— START OF INPUT ROWS —
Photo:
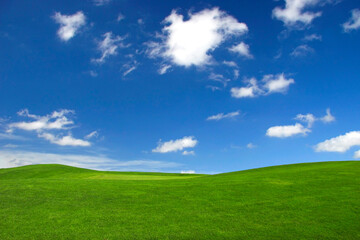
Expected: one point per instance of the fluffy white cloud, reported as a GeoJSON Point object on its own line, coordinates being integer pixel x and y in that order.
{"type": "Point", "coordinates": [101, 2]}
{"type": "Point", "coordinates": [276, 83]}
{"type": "Point", "coordinates": [64, 140]}
{"type": "Point", "coordinates": [251, 145]}
{"type": "Point", "coordinates": [242, 49]}
{"type": "Point", "coordinates": [69, 24]}
{"type": "Point", "coordinates": [220, 116]}
{"type": "Point", "coordinates": [312, 37]}
{"type": "Point", "coordinates": [354, 22]}
{"type": "Point", "coordinates": [357, 154]}
{"type": "Point", "coordinates": [270, 84]}
{"type": "Point", "coordinates": [20, 158]}
{"type": "Point", "coordinates": [92, 134]}
{"type": "Point", "coordinates": [310, 118]}
{"type": "Point", "coordinates": [190, 42]}
{"type": "Point", "coordinates": [108, 46]}
{"type": "Point", "coordinates": [186, 153]}
{"type": "Point", "coordinates": [295, 12]}
{"type": "Point", "coordinates": [287, 131]}
{"type": "Point", "coordinates": [251, 90]}
{"type": "Point", "coordinates": [55, 120]}
{"type": "Point", "coordinates": [175, 145]}
{"type": "Point", "coordinates": [302, 51]}
{"type": "Point", "coordinates": [341, 143]}
{"type": "Point", "coordinates": [219, 78]}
— END OF INPUT ROWS —
GIVEN INSTRUCTION.
Copy every item above word for word, omitting the pictures.

RESULT OF THE TASK.
Photo:
Expected: one point per instance of the fluffy white cloud, reported as a GeoJSON Point object on its own line, coordinates being integer pixel x and y in that order.
{"type": "Point", "coordinates": [101, 2]}
{"type": "Point", "coordinates": [276, 83]}
{"type": "Point", "coordinates": [64, 140]}
{"type": "Point", "coordinates": [251, 145]}
{"type": "Point", "coordinates": [242, 49]}
{"type": "Point", "coordinates": [69, 24]}
{"type": "Point", "coordinates": [220, 116]}
{"type": "Point", "coordinates": [312, 37]}
{"type": "Point", "coordinates": [354, 22]}
{"type": "Point", "coordinates": [357, 154]}
{"type": "Point", "coordinates": [270, 84]}
{"type": "Point", "coordinates": [20, 158]}
{"type": "Point", "coordinates": [92, 134]}
{"type": "Point", "coordinates": [310, 118]}
{"type": "Point", "coordinates": [190, 42]}
{"type": "Point", "coordinates": [108, 46]}
{"type": "Point", "coordinates": [186, 153]}
{"type": "Point", "coordinates": [295, 12]}
{"type": "Point", "coordinates": [287, 131]}
{"type": "Point", "coordinates": [251, 90]}
{"type": "Point", "coordinates": [55, 120]}
{"type": "Point", "coordinates": [175, 145]}
{"type": "Point", "coordinates": [302, 51]}
{"type": "Point", "coordinates": [341, 143]}
{"type": "Point", "coordinates": [219, 78]}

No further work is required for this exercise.